The compiler itself is implemented in Java using the JastAdd~\cite{jastadd} compiler compiler.
\subsection{The LabComm library}
The LabComm libraries contain functionality for the end-to-end transmission
of samples. They are divided into two layers, where the upper layer implements
the general encoding and decoding of samples, and the lower one deals with
the transmission of the encoded byte stream on a particular transport layer.
Thus, the LabComm communication stack looks like this:
\begin{figure}[h!]
\begin{verbatim}
_______________________
| Application |
+---------------------+
| encoder | decoder | to/from labcomm encoded byte stream
+----------+----------+
| writer | reader | transmit byte stream over particular transport
+----------+----------+
| transport layer / OS|
+---------------------+
\end{verbatim}
\end{figure}
\subsubsection{LabComm actions}
(similar to ioctl())
The encoder/writer and decoder/reader interfaces consist of a set of actions
One example of this is that there is a a separate writer action for
transmitting signatures, allowing the writer to treat a signature differently
from encoded samples, e.g., to allow handshaking during channel setup.

* **STATED TASK 1**
According to the LabComm text, what does the lower layer of the libraries handle?
* **STATED TASK 2**
Which components make up the communication stack diagram in the LabComm text? List every one.
Answer using only the LabComm text.

* **RECORD EXTRACTS**
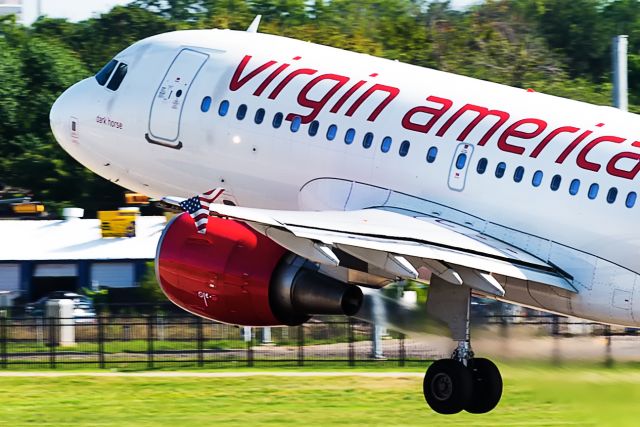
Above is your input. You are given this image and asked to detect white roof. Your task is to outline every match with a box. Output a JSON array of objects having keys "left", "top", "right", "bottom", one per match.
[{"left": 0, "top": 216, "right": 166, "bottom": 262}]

==

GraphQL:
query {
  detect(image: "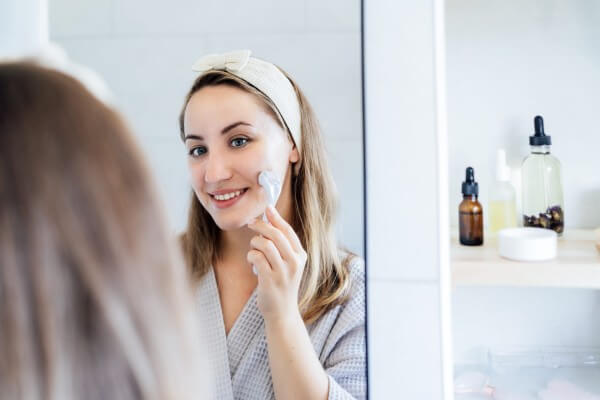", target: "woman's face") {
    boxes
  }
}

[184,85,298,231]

* **PROBLEM SOLUTION 1**
It handles the transmission of the encoded byte stream on a particular transport layer.

* **PROBLEM SOLUTION 2**
- Application
- encoder
- decoder
- writer
- reader
- transport layer / OS